◆ 短い課題 A: 下にあるカフェの抜粋から、「全てオーナーの女性の手作りのおいしいケーキ。」から「この日、注文したのは、バナナキャラメルと、ブルーベリーパイ。」までを一字一句変えずに書き写してください。

その外観は、普通の住宅をそのまま改装して利用したもので、まったく目立たない。
よほど気をつけないと、通過してしまう、そんなカフェだ。
十勝に住んでいた15~11年前、僕は時々、このカフェに来ていた。
十勝平野を見渡せる、大きな窓。
全てオーナーの女性の手作りのおいしいケーキ。
そして珈琲。
室内には静かにクラシックが流れ、とても落ち着いた雰囲気。
疲れたとき、静かに読書をしたいとき、このカフェは、豊かで静かな時間を提供してくれた。
豊頃のハルニレを後にして、ちょうどお昼時。
11年ぶりに、うづきを訪ねたのだった。
オーナーはとても上品な女性。
ひとりで店をやっている。
開いているのは木曜日から日曜日までで、10:30~18:00までの営業。月~水は休みとなる。
この日、注文したのは、バナナキャラメルと、ブルーベリーパイ。
そしてマイルドブレンドのホットコーヒー。
11年ぶりの味。とてもおいしかった。
どぎつくなく、自然で、でもしっかりおいしい。
珈琲も味がしっかりしていて、とてもおいしい。
珈琲はお代わりをした。
店内はこんな感じ。
大きな窓からは、十勝平野の風景が望める。
季節ごとに表情を変える景色が美しい。
木の床、木の机、椅子。
民家の部屋の間仕切り、壁を取り払って一続きの空間にしている。
壁はしっくいの手塗り。
アンティークな感じが基調で、オーナーのセンスがいい感じ。
この内装は少しずつ変わってきているが、受ける感じは11年前と変わらず、オーナーの穏やかで深みのある感じ、そのものだ。
今日のケーキのサンプルも、もちろん本物を展示しているのだが、その棚もおしゃれだ。
入口はこんな感じで昭和40年代の玄関アーチの意匠がなつかしい。
雲が広がってきた。
十勝地方の天気予報は、午後3時頃から所によって雨。
それにしても広い。
この畑の広々感はなかなか僕の写真に写ってくれない。

◆ 短い課題 B: 下の記録から、「Could you please locate the long」を含む行から「left=189, top=304, right=375, bottom=428」を含む行までを、両端の行も含めてそのまま再掲してください。その範囲以外は出さないでください。

◆ 記録一覧:
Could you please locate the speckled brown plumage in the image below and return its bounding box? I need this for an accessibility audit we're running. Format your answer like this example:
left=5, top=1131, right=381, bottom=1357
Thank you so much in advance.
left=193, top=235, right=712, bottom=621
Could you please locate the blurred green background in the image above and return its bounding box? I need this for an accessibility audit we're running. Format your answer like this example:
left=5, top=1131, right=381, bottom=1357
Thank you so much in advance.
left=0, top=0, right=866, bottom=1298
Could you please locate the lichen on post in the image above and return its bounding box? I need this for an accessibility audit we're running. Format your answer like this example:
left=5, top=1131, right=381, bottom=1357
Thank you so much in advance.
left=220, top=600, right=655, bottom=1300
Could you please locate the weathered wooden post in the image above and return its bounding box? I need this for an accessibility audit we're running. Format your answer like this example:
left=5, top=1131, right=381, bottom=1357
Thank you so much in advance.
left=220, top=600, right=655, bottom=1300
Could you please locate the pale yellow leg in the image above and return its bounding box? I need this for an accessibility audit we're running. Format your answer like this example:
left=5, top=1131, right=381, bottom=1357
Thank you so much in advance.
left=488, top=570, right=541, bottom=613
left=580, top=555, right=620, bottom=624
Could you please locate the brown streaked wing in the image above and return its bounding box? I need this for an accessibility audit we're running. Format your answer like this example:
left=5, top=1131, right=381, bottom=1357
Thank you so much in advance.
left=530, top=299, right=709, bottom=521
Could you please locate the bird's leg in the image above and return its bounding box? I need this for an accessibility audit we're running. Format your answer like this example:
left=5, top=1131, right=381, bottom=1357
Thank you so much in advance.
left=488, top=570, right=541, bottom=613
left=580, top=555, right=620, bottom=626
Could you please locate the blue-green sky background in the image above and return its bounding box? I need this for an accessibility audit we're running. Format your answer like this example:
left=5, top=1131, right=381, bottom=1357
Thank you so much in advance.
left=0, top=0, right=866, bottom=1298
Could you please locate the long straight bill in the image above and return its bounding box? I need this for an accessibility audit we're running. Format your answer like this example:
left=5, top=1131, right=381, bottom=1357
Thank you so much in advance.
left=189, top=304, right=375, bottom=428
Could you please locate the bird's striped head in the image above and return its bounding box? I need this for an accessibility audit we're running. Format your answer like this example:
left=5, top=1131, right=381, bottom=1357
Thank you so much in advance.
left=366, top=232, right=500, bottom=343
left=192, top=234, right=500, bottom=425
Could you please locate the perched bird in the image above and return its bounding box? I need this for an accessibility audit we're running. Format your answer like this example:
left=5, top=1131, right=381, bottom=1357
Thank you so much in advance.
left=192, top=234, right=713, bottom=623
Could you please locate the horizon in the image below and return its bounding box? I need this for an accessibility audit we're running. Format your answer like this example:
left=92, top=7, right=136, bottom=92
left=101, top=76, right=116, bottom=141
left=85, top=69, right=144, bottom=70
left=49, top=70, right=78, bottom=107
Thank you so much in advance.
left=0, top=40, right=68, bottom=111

◆ 出力全体 A:
全てオーナーの女性の手作りのおいしいケーキ。
そして珈琲。
室内には静かにクラシックが流れ、とても落ち着いた雰囲気。
疲れたとき、静かに読書をしたいとき、このカフェは、豊かで静かな時間を提供してくれた。
豊頃のハルニレを後にして、ちょうどお昼時。
11年ぶりに、うづきを訪ねたのだった。
オーナーはとても上品な女性。
ひとりで店をやっている。
開いているのは木曜日から日曜日までで、10:30~18:00までの営業。月~水は休みとなる。
この日、注文したのは、バナナキャラメルと、ブルーベリーパイ。

◆ 出力全体 B:
Could you please locate the long straight bill in the image above and return its bounding box? I need this for an accessibility audit we're running. Format your answer like this example:
left=5, top=1131, right=381, bottom=1357
Thank you so much in advance.
left=189, top=304, right=375, bottom=428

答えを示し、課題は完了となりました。